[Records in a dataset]
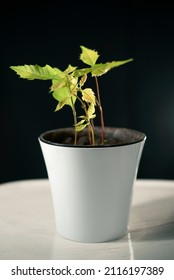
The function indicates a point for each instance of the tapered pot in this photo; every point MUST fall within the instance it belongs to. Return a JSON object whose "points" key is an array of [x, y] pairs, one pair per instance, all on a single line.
{"points": [[92, 186]]}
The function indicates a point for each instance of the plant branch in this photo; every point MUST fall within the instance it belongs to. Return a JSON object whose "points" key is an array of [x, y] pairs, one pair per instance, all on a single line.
{"points": [[101, 110]]}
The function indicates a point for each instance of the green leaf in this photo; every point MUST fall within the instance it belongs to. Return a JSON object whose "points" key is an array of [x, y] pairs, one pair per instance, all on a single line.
{"points": [[91, 111], [88, 95], [88, 56], [100, 69], [64, 96], [70, 69], [32, 72], [81, 72], [83, 80], [81, 125]]}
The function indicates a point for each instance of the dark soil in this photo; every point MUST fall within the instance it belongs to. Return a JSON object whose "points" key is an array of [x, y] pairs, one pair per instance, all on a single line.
{"points": [[113, 136]]}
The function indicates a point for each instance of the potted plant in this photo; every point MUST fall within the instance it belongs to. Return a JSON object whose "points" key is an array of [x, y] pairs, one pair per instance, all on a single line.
{"points": [[91, 169]]}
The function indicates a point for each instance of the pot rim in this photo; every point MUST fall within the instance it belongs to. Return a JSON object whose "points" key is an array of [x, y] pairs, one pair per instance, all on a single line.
{"points": [[141, 136]]}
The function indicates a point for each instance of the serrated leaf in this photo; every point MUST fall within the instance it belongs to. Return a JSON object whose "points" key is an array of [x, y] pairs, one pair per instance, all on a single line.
{"points": [[64, 96], [103, 68], [57, 84], [91, 111], [81, 125], [83, 71], [88, 95], [83, 80], [32, 72], [70, 69], [88, 56]]}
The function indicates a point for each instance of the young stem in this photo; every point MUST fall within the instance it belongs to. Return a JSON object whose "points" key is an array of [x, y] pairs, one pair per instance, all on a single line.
{"points": [[75, 122], [101, 111]]}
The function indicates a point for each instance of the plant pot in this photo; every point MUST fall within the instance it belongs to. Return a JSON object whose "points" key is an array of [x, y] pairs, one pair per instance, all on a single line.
{"points": [[92, 186]]}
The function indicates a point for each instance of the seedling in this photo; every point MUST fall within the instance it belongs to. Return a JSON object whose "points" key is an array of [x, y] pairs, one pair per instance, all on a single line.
{"points": [[68, 88]]}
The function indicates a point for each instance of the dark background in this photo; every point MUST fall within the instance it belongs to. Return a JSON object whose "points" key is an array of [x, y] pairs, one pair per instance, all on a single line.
{"points": [[139, 95]]}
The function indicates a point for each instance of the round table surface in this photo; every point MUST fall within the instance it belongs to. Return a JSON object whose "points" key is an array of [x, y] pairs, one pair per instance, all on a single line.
{"points": [[28, 232]]}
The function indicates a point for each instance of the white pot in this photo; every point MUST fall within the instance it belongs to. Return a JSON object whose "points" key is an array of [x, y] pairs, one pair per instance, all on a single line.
{"points": [[92, 186]]}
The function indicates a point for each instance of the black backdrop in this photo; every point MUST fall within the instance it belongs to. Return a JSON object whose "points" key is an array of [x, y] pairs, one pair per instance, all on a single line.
{"points": [[140, 95]]}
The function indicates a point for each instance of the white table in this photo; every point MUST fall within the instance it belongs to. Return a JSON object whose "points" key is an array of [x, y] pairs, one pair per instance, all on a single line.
{"points": [[27, 228]]}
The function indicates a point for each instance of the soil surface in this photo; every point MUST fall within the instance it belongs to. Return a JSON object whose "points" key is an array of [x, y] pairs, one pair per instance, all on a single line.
{"points": [[113, 136]]}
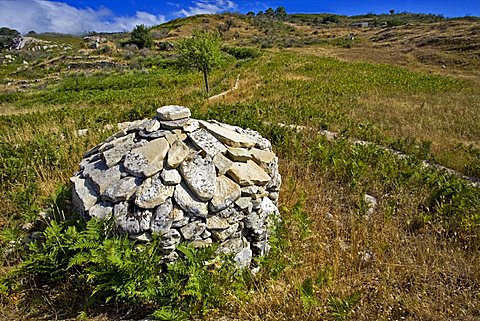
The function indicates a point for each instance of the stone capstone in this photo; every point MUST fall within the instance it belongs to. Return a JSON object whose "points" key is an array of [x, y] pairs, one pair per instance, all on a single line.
{"points": [[183, 180]]}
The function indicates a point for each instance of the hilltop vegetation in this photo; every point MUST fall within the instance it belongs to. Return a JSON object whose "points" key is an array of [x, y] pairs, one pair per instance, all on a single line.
{"points": [[408, 82]]}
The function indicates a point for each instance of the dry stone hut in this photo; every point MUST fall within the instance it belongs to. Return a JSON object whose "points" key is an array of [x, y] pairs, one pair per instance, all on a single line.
{"points": [[187, 180]]}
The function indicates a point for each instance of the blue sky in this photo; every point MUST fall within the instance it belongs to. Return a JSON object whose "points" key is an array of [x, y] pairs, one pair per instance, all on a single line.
{"points": [[79, 16]]}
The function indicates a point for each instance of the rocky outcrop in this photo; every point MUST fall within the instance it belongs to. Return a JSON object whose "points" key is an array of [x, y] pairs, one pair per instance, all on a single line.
{"points": [[186, 180]]}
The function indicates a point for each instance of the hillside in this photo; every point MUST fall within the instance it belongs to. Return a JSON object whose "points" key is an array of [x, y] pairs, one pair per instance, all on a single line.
{"points": [[369, 230]]}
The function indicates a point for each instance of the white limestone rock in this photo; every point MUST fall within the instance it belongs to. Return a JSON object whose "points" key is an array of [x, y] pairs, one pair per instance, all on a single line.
{"points": [[153, 193], [199, 174], [189, 202], [248, 173], [171, 177], [207, 142], [226, 192]]}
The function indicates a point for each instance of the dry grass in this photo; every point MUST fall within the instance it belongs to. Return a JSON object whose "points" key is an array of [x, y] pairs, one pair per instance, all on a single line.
{"points": [[406, 275]]}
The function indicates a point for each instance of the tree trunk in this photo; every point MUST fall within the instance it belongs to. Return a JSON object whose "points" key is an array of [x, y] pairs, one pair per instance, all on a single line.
{"points": [[205, 76]]}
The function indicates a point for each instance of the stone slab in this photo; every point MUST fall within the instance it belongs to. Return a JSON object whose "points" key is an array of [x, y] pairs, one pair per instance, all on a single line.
{"points": [[248, 173]]}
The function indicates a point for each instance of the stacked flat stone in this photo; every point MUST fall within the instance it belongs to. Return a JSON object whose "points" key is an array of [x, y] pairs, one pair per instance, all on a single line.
{"points": [[186, 180]]}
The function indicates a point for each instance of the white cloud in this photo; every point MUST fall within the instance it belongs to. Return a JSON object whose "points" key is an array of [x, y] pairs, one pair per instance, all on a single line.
{"points": [[49, 16], [208, 6]]}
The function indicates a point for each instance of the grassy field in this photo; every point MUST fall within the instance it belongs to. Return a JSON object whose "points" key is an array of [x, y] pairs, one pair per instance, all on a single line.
{"points": [[414, 257]]}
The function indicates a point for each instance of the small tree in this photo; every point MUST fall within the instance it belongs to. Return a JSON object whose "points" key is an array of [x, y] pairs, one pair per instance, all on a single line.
{"points": [[141, 37], [281, 13], [202, 52], [270, 13]]}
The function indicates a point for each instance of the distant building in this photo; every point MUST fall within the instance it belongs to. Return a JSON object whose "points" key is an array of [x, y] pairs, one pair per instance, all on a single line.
{"points": [[360, 24]]}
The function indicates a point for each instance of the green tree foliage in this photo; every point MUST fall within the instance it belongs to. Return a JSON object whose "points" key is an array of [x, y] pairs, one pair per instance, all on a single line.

**Short task:**
Output every line of the listing above as a JSON list of strings, one string per line, with blank lines and the pictures left out.

**Output for this task:**
[
  "The function indicates a point for each instance of the tapered pot in this photo; every point MUST fall within the instance it belongs to. Return a JSON object whose \"points\" key is an array of [x, y] pairs, one pair per instance, all on a single line.",
  "{\"points\": [[92, 186]]}",
  "The function indicates a point for each instance of the plant branch in this photo; every point MUST fall within the instance it belongs to. Return a JSON object whose \"points\" key is an array of [x, y] pairs, one pair per instance, all on a single line.",
  "{\"points\": [[101, 110]]}",
  "The function indicates a point for each instance of the green leaf in this photo; every point MUST fall within the instance it belongs to. Return a JSON object whose \"points\" key is an array of [x, y] pairs, one pair per instance, all on a single line.",
  "{\"points\": [[91, 111], [88, 95], [88, 56], [100, 69], [64, 96], [70, 69], [32, 72], [81, 72], [83, 80], [81, 125]]}",
  "The function indicates a point for each instance of the dark soil in this photo; every point MUST fall within the instance it belongs to. Return a JSON object whose \"points\" key is an array of [x, y] pairs, one pair per instance, all on a single line.",
  "{\"points\": [[113, 136]]}",
  "The function indicates a point for each instance of the potted plant in this photo; every point MUST fall within the instance it belongs to. Return a JSON object whose \"points\" key is an array of [x, y] pairs, one pair per instance, all on a single line.",
  "{\"points\": [[91, 169]]}",
  "The function indicates a point for each instance of the pot rim in this photo; every point MUST fall within the instance it belongs to. Return a JSON object whose \"points\" key is an array of [x, y] pairs, one pair per instance, all on a single line.",
  "{\"points\": [[141, 136]]}",
  "The function indicates a point for each instance of the serrated leaf in this photo; every point MUST fall within the instance it belongs to. Return a JSON object whose \"points\" key is an array of [x, y] pairs, one pair per instance, all on a single line.",
  "{\"points\": [[64, 96], [103, 68], [57, 84], [91, 111], [81, 125], [83, 71], [88, 95], [83, 80], [32, 72], [70, 69], [88, 56]]}",
  "The function indicates a point for each instance of the young stem in this photo; every point MUST fall within the instance it belongs to. Return a JSON object whose \"points\" key is an array of [x, y] pairs, one pair per instance, all on a single line.",
  "{\"points\": [[75, 122], [101, 111]]}",
  "The function indicates a point for each instance of the plant pot in this photo; every point MUST fall within the instance it belongs to. Return a JSON object whose \"points\" key is an array of [x, y] pairs, one pair per instance, all on a single line.",
  "{\"points\": [[92, 186]]}",
  "The function indicates a point for each instance of the seedling in this photo; every point MUST fall within the instance it belongs to. Return a JSON object whose \"points\" key is an array of [x, y] pairs, one pair per instance, all on a single line.",
  "{\"points\": [[68, 88]]}",
  "The function indicates a point for each instance of the dark background in this photo; every point MUST fall within the instance it belongs to. Return a JSON object whose \"points\" key is an array of [x, y] pairs, one pair per instance, all on a single line.",
  "{\"points\": [[139, 95]]}",
  "The function indicates a point for each instance of the round table surface in this photo; every point MUST fall within the instance it belongs to. Return a JSON object whose \"points\" key is an array of [x, y] pairs, one pair per instance, all on a single line.",
  "{\"points\": [[28, 232]]}",
  "The function indicates a point for each instance of the white pot in this photo; every point MUST fall within the instance it belongs to. Return a JSON object whose \"points\" key is an array of [x, y] pairs, one pair per instance, all on a single line.",
  "{\"points\": [[92, 186]]}",
  "The function indicates a point for each instance of the black backdrop in this photo; every point MUST fall within the instance it belongs to. Return a JSON object whose \"points\" key is an array of [x, y] pairs, one pair per instance, all on a single line.",
  "{\"points\": [[140, 95]]}",
  "The function indicates a point for each instance of the white table in this photo; every point MUST fall within the instance it belongs to. Return a JSON object whose \"points\" key is an array of [x, y] pairs, one pair per instance, all on a single line.",
  "{\"points\": [[27, 228]]}",
  "The function indicates a point for each instance of the soil surface in this photo; every point MUST fall within the instance it belongs to. Return a JSON object whose \"points\" key is an array of [x, y] pairs, one pair per instance, all on a single line.",
  "{\"points\": [[113, 136]]}",
  "The function indicates a point for each instance of the stone capstone in this photo; every point MUST fall within the instance it belongs to. Return a JSON object whose \"points\" key is an array of [x, y] pairs, one pair per instance, all on a single line.",
  "{\"points\": [[183, 180]]}",
  "The function indicates a point for each instance of the hilltop vegetation in this photo; every point MUST fall within the instance it belongs to. Return a JSON object whose \"points\" key is an array of [x, y] pairs, one pair per instance, all on a single line.",
  "{\"points\": [[408, 82]]}",
  "The function indicates a point for each instance of the dry stone hut in this photo; every point MUST fall within the instance it belongs to. Return a JSON object whose \"points\" key is an array of [x, y] pairs, one pair per instance, all on a single line.",
  "{\"points\": [[187, 180]]}",
  "The function indicates a point for each instance of the blue sky in this photo; every point MUST fall within the instance it belongs to. Return a JSON object whose \"points\" key is an array of [x, y] pairs, one pair per instance, all on a single line.",
  "{\"points\": [[79, 16]]}",
  "The function indicates a point for each instance of the rocky outcrop in this photo; every point MUST fall within the instance it belongs to. Return a JSON object whose \"points\" key is an array of [x, y] pairs, one pair per instance, all on a single line.",
  "{\"points\": [[186, 180]]}",
  "The function indicates a point for each instance of the hillside in this photo; every point MUST fall within the instance it belongs to. Return a JSON object whose \"points\" key is an array of [x, y] pairs, one pair per instance, all on a single line.",
  "{\"points\": [[369, 230]]}",
  "The function indicates a point for each instance of the white limestone rock in this photo; every point MUST fall within the instance it belongs to. Return a JSON object whose \"points\" key is an array of [x, y] pairs, one pair per instance, all on a single line.",
  "{\"points\": [[153, 193], [199, 174], [189, 202], [248, 173], [171, 177], [207, 142], [226, 192]]}",
  "The function indicates a point for each instance of the dry grass in this photo; every point MUST fall within the instance it belongs to. Return a JSON object whose \"points\" key is an array of [x, y] pairs, one pair per instance, all on a single line.",
  "{\"points\": [[406, 275]]}",
  "The function indicates a point for each instance of the tree trunk in this photo; every point MUST fall within the instance it belongs to. Return a JSON object whose \"points\" key is an array of [x, y] pairs, one pair per instance, all on a single line.",
  "{\"points\": [[205, 76]]}",
  "The function indicates a point for each instance of the stone slab in this photo; every point MUST fall within the instance it belongs to. Return a JSON object whose \"points\" key is an array of [x, y] pairs, one pair per instance, all on a single line.",
  "{\"points\": [[248, 173]]}",
  "The function indicates a point for each instance of the stacked flat stone in this photo; every point MUST fall within the instance it belongs to. Return a JSON object whose \"points\" key is an array of [x, y] pairs, one pair per instance, all on a single line.",
  "{\"points\": [[186, 180]]}",
  "The function indicates a point for each instance of the white cloud in this photo; every point MUST fall within the instance it belongs to. Return a JSON object whose \"points\" key is an array of [x, y] pairs, one pair per instance, all on a single line.",
  "{\"points\": [[49, 16], [208, 6]]}",
  "The function indicates a point for each instance of the grassy field in this photo; every point MUST fall within the instance it belongs to. Return a JSON object whose \"points\" key is an array of [x, y] pairs, one pair per instance, all on a single line.",
  "{\"points\": [[414, 257]]}",
  "The function indicates a point for each instance of the small tree in this photo; every point MUST fall within the instance it belongs to. Return a JSON object whose \"points\" key is an array of [x, y] pairs, one pair per instance, all on a single line.",
  "{\"points\": [[141, 37], [281, 13], [202, 52], [270, 13]]}",
  "The function indicates a point for each instance of the distant building in this photo; every point MUST fall within the instance it belongs to. Return a JSON object whose \"points\" key is an array of [x, y] pairs, one pair per instance, all on a single line.",
  "{\"points\": [[360, 24]]}",
  "The function indicates a point for each instance of the green tree foliage in this photo; every point MUST fall within the instance it belongs to. Return a JSON object whose \"points\" key is an array of [x, y] pairs, one pair per instance, all on a single line."
]